*What the task asks*: Pull out every line in the entries below that contains the word "cathedral".

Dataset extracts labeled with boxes
--- Start ---

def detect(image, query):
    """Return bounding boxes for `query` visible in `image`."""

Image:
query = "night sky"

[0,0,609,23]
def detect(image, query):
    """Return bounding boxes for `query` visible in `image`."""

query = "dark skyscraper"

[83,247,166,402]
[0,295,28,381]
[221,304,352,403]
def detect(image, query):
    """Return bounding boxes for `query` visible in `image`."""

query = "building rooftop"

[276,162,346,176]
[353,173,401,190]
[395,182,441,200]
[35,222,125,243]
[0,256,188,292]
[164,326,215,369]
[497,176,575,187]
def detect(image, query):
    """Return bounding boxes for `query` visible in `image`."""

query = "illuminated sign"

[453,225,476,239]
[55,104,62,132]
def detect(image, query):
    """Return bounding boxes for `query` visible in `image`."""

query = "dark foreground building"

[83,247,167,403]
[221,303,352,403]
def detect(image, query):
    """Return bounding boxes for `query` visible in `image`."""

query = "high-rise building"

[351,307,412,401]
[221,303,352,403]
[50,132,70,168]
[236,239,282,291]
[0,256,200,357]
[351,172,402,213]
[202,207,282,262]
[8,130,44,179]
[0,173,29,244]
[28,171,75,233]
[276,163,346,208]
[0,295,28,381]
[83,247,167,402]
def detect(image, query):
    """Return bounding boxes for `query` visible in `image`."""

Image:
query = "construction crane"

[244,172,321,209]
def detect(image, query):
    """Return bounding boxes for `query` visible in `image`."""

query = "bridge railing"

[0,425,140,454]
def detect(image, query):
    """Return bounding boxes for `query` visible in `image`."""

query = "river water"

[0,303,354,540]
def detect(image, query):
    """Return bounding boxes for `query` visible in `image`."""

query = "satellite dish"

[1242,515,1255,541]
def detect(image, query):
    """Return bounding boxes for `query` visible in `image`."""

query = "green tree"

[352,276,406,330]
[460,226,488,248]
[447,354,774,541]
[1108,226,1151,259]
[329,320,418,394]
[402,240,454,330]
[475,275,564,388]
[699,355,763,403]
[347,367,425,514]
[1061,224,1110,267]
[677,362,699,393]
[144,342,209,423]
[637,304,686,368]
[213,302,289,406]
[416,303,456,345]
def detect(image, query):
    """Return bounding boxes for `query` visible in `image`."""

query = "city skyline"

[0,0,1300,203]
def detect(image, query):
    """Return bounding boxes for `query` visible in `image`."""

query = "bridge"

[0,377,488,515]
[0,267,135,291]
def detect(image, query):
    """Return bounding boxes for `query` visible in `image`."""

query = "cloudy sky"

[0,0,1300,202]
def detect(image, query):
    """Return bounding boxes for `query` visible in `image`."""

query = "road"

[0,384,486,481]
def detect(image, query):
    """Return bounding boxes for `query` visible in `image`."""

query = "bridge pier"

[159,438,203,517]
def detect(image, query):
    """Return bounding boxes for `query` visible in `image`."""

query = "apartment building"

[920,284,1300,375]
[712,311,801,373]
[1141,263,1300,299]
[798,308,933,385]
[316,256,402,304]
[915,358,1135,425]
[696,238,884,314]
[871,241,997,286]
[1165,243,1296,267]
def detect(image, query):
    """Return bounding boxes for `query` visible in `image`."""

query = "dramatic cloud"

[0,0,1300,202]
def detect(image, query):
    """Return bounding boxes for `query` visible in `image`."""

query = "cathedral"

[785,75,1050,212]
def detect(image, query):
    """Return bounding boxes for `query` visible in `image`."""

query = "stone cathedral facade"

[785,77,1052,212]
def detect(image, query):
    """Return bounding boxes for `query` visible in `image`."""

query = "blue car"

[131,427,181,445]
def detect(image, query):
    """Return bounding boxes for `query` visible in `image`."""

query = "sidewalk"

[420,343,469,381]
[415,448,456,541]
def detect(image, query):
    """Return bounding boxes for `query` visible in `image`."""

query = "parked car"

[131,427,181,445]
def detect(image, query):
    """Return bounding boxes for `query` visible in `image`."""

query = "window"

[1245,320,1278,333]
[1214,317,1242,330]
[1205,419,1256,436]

--- End ---

*Correct output*:
query = "cathedral"
query = "stone cathedral facade"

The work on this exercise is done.